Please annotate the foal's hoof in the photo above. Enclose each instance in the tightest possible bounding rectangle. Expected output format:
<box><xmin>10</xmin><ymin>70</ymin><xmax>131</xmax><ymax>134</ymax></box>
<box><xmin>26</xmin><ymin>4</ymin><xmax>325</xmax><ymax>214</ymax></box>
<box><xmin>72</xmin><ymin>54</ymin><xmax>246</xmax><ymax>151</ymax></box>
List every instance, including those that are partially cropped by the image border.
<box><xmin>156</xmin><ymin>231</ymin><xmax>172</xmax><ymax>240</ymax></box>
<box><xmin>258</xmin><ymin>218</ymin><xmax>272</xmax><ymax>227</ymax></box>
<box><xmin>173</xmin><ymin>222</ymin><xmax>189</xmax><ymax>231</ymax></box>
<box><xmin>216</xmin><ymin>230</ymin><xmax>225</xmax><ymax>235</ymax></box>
_ _ _ _ _ _ _
Copy the records above again, putting "smallest possible" in place of "tightest possible" and keeping everything else the same.

Result of the exercise
Please annotate the foal's hoof in the photo above. Enclose each instance in the smallest possible bounding rectangle. Expected output format:
<box><xmin>10</xmin><ymin>70</ymin><xmax>131</xmax><ymax>134</ymax></box>
<box><xmin>26</xmin><ymin>4</ymin><xmax>325</xmax><ymax>214</ymax></box>
<box><xmin>72</xmin><ymin>54</ymin><xmax>246</xmax><ymax>151</ymax></box>
List every instance, including those that are partially cropped by the image border.
<box><xmin>156</xmin><ymin>231</ymin><xmax>172</xmax><ymax>240</ymax></box>
<box><xmin>258</xmin><ymin>218</ymin><xmax>272</xmax><ymax>227</ymax></box>
<box><xmin>173</xmin><ymin>222</ymin><xmax>189</xmax><ymax>231</ymax></box>
<box><xmin>216</xmin><ymin>230</ymin><xmax>225</xmax><ymax>235</ymax></box>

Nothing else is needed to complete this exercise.